#### Aufgaben
1. Welcher Benchmark diente laut dem Forenausschnitt zum Stromverbrauch von Spiele-PCs als einziger Performance-Indikator?
2. Prüfen Sie, ob die folgenden Aussagen mit dem Forenausschnitt zum Stromverbrauch von Spiele-PCs übereinstimmen, und belegen Sie jede Entscheidung mit einem wörtlichen Zitat. (a) Im ersten Beitrag heißt es, die X-Box 360 und die PS3 würden meist kaum genutzt. (b) Threshold zufolge geht es um den Stromverbrauch im Ruhezustand. (c) Der Beitrag von Dr Bakterius stammt vom 3. September 2015.
==== Vorliegender Text ====
Ich denke es kommt auch stark auf die Zeit an die man damit verbringt. Ich habe einen PC, eine X-Box 360 und eine PS3. Die letzeren beiden stehen meist einfach nur in der Gegend rum und es wird sich vermutlich auch nichtmehr soviel daran ändern. Die meisten Leute die ich kenne verbringen mit dem PC erheblich mehr Zeit, das schlägt dann natürlich ordentlich durch.


----------



## Dr Bakterius (3. September 2015)

*AW: Forschung: Spiele-PCs sollen in fünf Jahren 50 Kraftwerke für sich beanspruchen*



> Als Performance-Indikator wurde ausschließlich der Unigine Heaven herangezogen, nach der Logik "sinken die FPS im Heaven Benchmark bei Austausch von Komponente A gegen B?"


Und was interessiert daran den Nutzer?  Es soll ja auch Leute geben die einem Schwanzmark mehr Glauben schenken anstatt einer Anwendung selbst. man könne ja auch behaupten jedes Auto mit einem Liter Benzin zu betreiben indem man den Karren einfach von den Serpentinen schubst.


----------



## Threshold (3. September 2015)

*AW: Forschung: Spiele-PCs sollen in fünf Jahren 50 Kraftwerke für sich beanspruchen*

Es geht aber um den Stromverbrauch bei der Nutzung.
==== Bereitgestelltes Material ====
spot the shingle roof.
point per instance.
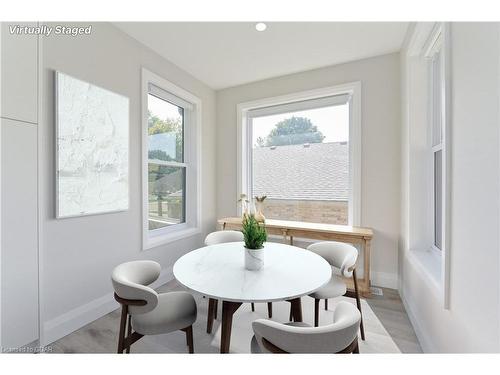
====
#### Lösungen
1. Der Unigine Heaven.

2.
(a) Ja: „Die letzeren beiden stehen meist einfach nur in der Gegend rum“
(b) Nein: „Es geht aber um den Stromverbrauch bei der Nutzung.“
(c) Ja: „Dr Bakterius (3. September 2015)“